Return the listing verbatim, images left out.

[Start of section]

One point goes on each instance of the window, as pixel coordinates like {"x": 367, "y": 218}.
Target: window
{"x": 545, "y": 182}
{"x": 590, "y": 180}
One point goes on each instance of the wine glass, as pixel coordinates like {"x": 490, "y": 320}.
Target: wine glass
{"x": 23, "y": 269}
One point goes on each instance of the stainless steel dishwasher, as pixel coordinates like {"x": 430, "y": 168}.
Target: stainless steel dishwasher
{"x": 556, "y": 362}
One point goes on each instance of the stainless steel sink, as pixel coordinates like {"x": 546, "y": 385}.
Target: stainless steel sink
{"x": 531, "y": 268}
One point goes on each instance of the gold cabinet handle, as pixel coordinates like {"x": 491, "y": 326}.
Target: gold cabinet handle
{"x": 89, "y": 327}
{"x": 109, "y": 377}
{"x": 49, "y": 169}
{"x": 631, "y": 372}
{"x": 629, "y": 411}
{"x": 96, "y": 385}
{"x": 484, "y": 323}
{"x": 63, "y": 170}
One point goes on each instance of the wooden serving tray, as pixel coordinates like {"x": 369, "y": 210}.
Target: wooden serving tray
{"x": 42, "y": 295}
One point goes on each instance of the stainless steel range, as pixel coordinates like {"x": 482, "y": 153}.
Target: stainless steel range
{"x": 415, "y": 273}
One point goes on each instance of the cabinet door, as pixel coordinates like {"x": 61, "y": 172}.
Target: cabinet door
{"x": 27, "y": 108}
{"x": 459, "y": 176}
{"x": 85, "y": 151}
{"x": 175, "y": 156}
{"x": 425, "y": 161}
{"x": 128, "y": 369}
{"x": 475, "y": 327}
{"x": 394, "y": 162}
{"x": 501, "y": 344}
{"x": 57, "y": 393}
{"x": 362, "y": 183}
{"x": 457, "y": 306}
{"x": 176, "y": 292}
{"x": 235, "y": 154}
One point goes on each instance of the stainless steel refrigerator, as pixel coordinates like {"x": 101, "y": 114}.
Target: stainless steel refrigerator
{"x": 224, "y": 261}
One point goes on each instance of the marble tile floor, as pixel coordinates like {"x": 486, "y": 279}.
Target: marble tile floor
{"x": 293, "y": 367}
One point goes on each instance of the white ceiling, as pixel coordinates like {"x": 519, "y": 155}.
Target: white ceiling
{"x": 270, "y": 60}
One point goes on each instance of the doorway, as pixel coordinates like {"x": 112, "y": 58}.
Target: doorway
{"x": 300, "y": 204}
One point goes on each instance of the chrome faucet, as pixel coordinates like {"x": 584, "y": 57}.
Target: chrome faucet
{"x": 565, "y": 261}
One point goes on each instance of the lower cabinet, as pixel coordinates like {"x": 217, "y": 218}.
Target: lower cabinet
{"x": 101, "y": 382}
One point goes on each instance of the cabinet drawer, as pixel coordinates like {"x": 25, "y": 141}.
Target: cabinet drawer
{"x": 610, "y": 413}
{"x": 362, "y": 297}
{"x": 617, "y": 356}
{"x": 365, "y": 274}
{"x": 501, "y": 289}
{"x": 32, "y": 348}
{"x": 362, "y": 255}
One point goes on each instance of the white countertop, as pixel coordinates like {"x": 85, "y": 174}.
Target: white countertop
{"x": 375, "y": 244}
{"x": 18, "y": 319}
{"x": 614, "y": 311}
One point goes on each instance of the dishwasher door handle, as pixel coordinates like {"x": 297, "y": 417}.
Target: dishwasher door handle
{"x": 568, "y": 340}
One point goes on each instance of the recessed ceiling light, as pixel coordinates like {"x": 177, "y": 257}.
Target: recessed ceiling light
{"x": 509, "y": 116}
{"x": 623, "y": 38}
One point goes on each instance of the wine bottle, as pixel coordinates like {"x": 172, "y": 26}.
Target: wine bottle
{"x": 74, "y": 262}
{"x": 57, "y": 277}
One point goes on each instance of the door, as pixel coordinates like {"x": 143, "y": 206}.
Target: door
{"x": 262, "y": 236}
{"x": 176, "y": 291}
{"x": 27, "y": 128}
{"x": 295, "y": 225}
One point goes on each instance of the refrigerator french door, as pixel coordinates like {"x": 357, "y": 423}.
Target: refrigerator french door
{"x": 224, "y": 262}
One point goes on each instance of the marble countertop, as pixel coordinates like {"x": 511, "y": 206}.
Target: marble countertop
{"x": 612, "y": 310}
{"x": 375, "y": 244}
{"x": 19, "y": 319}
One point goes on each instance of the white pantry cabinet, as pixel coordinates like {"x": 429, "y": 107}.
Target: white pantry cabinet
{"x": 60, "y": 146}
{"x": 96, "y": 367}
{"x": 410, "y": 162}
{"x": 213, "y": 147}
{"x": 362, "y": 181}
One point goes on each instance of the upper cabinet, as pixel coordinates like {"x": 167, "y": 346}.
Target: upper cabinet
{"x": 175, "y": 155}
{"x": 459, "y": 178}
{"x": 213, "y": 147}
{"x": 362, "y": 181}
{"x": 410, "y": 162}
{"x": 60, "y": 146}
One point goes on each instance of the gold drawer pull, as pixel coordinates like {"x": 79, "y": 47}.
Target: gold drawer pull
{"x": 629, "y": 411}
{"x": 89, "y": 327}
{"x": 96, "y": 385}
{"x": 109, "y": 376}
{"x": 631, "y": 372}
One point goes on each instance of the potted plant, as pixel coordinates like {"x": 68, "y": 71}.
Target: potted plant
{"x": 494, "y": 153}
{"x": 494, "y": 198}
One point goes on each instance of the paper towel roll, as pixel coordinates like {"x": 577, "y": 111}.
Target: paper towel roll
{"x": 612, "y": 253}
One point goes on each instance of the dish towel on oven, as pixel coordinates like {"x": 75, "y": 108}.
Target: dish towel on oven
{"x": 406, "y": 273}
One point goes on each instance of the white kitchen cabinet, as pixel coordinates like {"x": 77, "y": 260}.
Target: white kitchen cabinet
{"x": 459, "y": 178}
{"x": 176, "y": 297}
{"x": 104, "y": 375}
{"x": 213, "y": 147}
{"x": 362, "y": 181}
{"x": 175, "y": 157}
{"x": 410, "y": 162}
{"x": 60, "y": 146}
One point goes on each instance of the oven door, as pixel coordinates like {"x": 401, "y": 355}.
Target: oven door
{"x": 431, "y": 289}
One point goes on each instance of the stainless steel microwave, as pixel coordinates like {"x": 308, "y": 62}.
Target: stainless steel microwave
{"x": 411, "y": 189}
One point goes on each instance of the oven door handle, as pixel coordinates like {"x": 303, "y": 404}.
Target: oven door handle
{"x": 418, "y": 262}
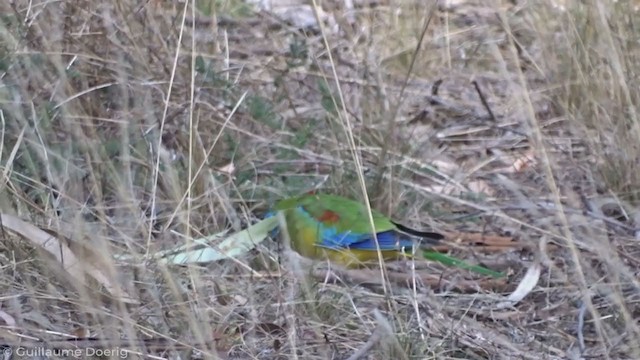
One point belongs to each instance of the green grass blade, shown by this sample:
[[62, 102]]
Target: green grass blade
[[451, 261]]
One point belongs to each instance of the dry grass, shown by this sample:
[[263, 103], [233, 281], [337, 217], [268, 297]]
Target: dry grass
[[121, 119]]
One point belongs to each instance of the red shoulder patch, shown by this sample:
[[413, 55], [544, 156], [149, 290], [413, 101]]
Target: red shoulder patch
[[329, 216]]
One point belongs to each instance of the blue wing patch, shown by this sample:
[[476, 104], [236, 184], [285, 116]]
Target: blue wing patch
[[332, 239]]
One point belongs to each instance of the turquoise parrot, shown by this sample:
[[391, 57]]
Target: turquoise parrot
[[331, 227]]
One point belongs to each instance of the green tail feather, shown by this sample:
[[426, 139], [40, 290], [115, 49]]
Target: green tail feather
[[451, 261]]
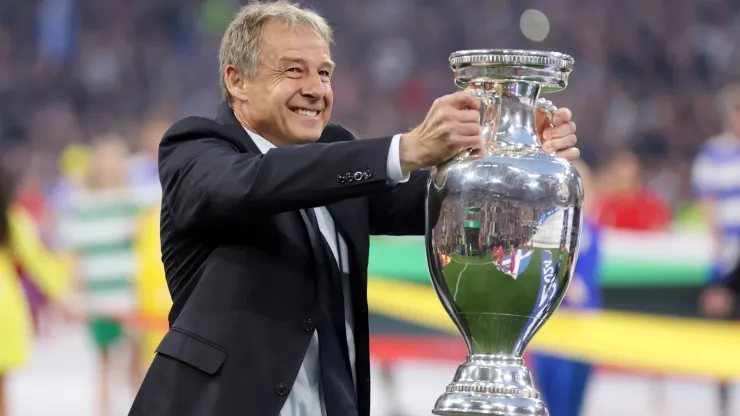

[End of section]

Task result
One point goes on each instance of the window, as pixel coordinates like {"x": 367, "y": 218}.
Target: window
{"x": 545, "y": 182}
{"x": 590, "y": 180}
One point goes on each instance of the wine glass, as pixel coordinates like {"x": 490, "y": 320}.
Target: wine glass
{"x": 23, "y": 269}
One point goes on each instance of the stainless steel dishwasher, as pixel coordinates like {"x": 430, "y": 168}.
Target: stainless steel dishwasher
{"x": 556, "y": 362}
One point goes on each instance of the stainless steel sink, as pixel coordinates like {"x": 546, "y": 385}.
Target: stainless steel sink
{"x": 531, "y": 268}
One point goes on each instance of the gold cabinet handle, as pixel coordinates like {"x": 491, "y": 326}.
Target: gold cabinet handle
{"x": 89, "y": 327}
{"x": 109, "y": 377}
{"x": 49, "y": 169}
{"x": 631, "y": 372}
{"x": 629, "y": 411}
{"x": 96, "y": 385}
{"x": 484, "y": 323}
{"x": 63, "y": 170}
One point goes on each instance of the wooden serving tray, as pixel coordinates like {"x": 369, "y": 210}.
Target: wooden serving tray
{"x": 42, "y": 295}
One point goes on each instance of the stainless steel range, as pixel coordinates like {"x": 482, "y": 153}.
Target: stainless steel range
{"x": 415, "y": 273}
One point goes on each instance of the cabinet door, as pixel coordinates like {"x": 61, "y": 172}.
Target: cabinet door
{"x": 27, "y": 108}
{"x": 459, "y": 176}
{"x": 85, "y": 151}
{"x": 175, "y": 156}
{"x": 425, "y": 161}
{"x": 128, "y": 369}
{"x": 475, "y": 327}
{"x": 394, "y": 162}
{"x": 501, "y": 344}
{"x": 57, "y": 393}
{"x": 362, "y": 183}
{"x": 457, "y": 306}
{"x": 176, "y": 292}
{"x": 235, "y": 154}
One point goes on each instance of the stainless steel refrigerator, as pixel coordinates like {"x": 101, "y": 114}.
Target: stainless steel refrigerator
{"x": 224, "y": 261}
One point goes on each instance of the marble tile floor, as pixel coordinates like {"x": 486, "y": 279}.
Target: marble tile floor
{"x": 293, "y": 367}
One point goes on each instance of the white ceiling, as pixel coordinates like {"x": 519, "y": 155}.
Target: white ceiling
{"x": 270, "y": 60}
One point goes on each instance of the doorway, as pixel coordinates like {"x": 112, "y": 58}.
Target: doorway
{"x": 300, "y": 204}
One point goes on each instance of the chrome faucet, as pixel coordinates like {"x": 584, "y": 57}.
Target: chrome faucet
{"x": 565, "y": 261}
One point goes on each instance of the lower cabinet, as pixel coordinates like {"x": 217, "y": 218}.
Target: lower cabinet
{"x": 101, "y": 382}
One point goes on each instance of the cabinet drawer, as pixel coordinates like {"x": 25, "y": 141}.
Target: cabinet drawer
{"x": 610, "y": 413}
{"x": 362, "y": 297}
{"x": 617, "y": 356}
{"x": 365, "y": 274}
{"x": 501, "y": 289}
{"x": 32, "y": 348}
{"x": 362, "y": 255}
One point goes on each instance of the white countertop, as pixel coordinates like {"x": 85, "y": 174}.
Target: white countertop
{"x": 375, "y": 244}
{"x": 18, "y": 319}
{"x": 614, "y": 311}
One point goes on each instance of the dishwasher door handle, as pixel coordinates like {"x": 297, "y": 417}.
Target: dishwasher door handle
{"x": 568, "y": 340}
One point goes on each instance of the recessed ceiling light, as pixel coordinates like {"x": 177, "y": 257}.
Target: recessed ceiling light
{"x": 509, "y": 116}
{"x": 623, "y": 38}
One point goes on each instance of the wine bottle, as pixel coordinates like {"x": 172, "y": 26}.
Target: wine bottle
{"x": 74, "y": 262}
{"x": 57, "y": 277}
One point goes on each instance of the door, as pixel coordinates like {"x": 143, "y": 206}.
Target: door
{"x": 262, "y": 236}
{"x": 176, "y": 291}
{"x": 27, "y": 128}
{"x": 295, "y": 225}
One point goes on each instance of the refrigerator french door, as pixel coordinates like {"x": 357, "y": 423}.
Target: refrigerator french door
{"x": 224, "y": 262}
One point goes on each instance of the marble countertop, as pixel coordinates like {"x": 511, "y": 206}.
Target: marble countertop
{"x": 612, "y": 310}
{"x": 375, "y": 244}
{"x": 19, "y": 319}
One point goes on each instance of the white pantry cabinet, as pixel coordinates like {"x": 429, "y": 107}.
Target: white pantry cabinet
{"x": 60, "y": 146}
{"x": 96, "y": 367}
{"x": 410, "y": 162}
{"x": 213, "y": 147}
{"x": 362, "y": 181}
One point goes on each instance of the upper cabinet, as pixel coordinates like {"x": 167, "y": 346}.
Target: upper cabinet
{"x": 175, "y": 155}
{"x": 459, "y": 178}
{"x": 213, "y": 147}
{"x": 362, "y": 181}
{"x": 410, "y": 162}
{"x": 60, "y": 146}
One point goes on each instance of the gold drawer pull, as pixel coordinates like {"x": 79, "y": 47}.
Target: gold drawer pull
{"x": 629, "y": 411}
{"x": 89, "y": 327}
{"x": 96, "y": 385}
{"x": 109, "y": 376}
{"x": 631, "y": 372}
One point goes on each instance of the potted plant, as pixel coordinates like {"x": 68, "y": 71}.
Target: potted plant
{"x": 494, "y": 153}
{"x": 494, "y": 198}
One point goes on each instance of the paper towel roll, as pixel coordinates like {"x": 577, "y": 111}.
Target: paper towel roll
{"x": 612, "y": 253}
One point goes on each instance of the dish towel on oven, as pixel coordinates like {"x": 75, "y": 108}.
Target: dish towel on oven
{"x": 406, "y": 273}
One point goes on each instance of the white kitchen cabinet, as pixel coordinates like {"x": 77, "y": 260}.
Target: white kitchen cabinet
{"x": 459, "y": 178}
{"x": 176, "y": 297}
{"x": 104, "y": 375}
{"x": 213, "y": 147}
{"x": 362, "y": 181}
{"x": 175, "y": 157}
{"x": 410, "y": 162}
{"x": 60, "y": 146}
One point goes on each instance of the oven door, as pixel coordinates like {"x": 401, "y": 355}.
Target: oven door
{"x": 431, "y": 289}
One point goes on each instance of the stainless steel microwave, as pixel coordinates like {"x": 308, "y": 62}.
Target: stainless steel microwave
{"x": 411, "y": 189}
One point goes on each instance of the oven door handle, as pixel coordinates like {"x": 303, "y": 404}.
Target: oven door handle
{"x": 418, "y": 262}
One point belongs to each instance of the green grass blade, shown by this sample:
[[62, 102]]
Target: green grass blade
[[451, 261]]
One point belongs to each instance of the dry grass, shown by this sample:
[[263, 103], [233, 281], [337, 217], [268, 297]]
Target: dry grass
[[121, 119]]
One point belongs to each instance of the red shoulder patch, shown by this sample:
[[413, 55], [544, 156], [149, 290], [413, 101]]
Target: red shoulder patch
[[329, 216]]
One point belongs to each instance of the blue wing patch, shown by this sample:
[[476, 104], [236, 184], [285, 116]]
Target: blue wing patch
[[332, 239]]
One point belongs to each instance of the turquoise parrot, shown by this sample:
[[391, 57]]
Target: turquoise parrot
[[331, 227]]
One point belongs to each instance of the green tail feather, shown by this sample:
[[426, 139], [40, 290], [115, 49]]
Target: green tail feather
[[451, 261]]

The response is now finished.